[Given records]
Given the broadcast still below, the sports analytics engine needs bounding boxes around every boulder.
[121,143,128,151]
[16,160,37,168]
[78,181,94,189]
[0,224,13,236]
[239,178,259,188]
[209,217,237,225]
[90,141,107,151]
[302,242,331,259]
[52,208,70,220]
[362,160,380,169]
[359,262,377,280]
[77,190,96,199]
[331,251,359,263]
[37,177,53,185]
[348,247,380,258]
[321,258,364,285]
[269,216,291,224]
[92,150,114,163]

[Instruction] Repeat every one of the entries above verbatim, line for line.

[Completed exercise]
Given the broadcast still below, the sports analytics engine needs bounding boxes around every boulder.
[121,143,128,151]
[16,160,37,168]
[78,181,94,189]
[0,224,13,236]
[239,178,259,188]
[209,217,237,225]
[90,141,107,151]
[302,242,331,259]
[52,208,70,220]
[362,160,380,169]
[359,262,377,280]
[77,190,96,199]
[331,251,359,263]
[37,177,53,185]
[348,247,380,258]
[321,258,364,285]
[269,216,291,224]
[92,150,114,163]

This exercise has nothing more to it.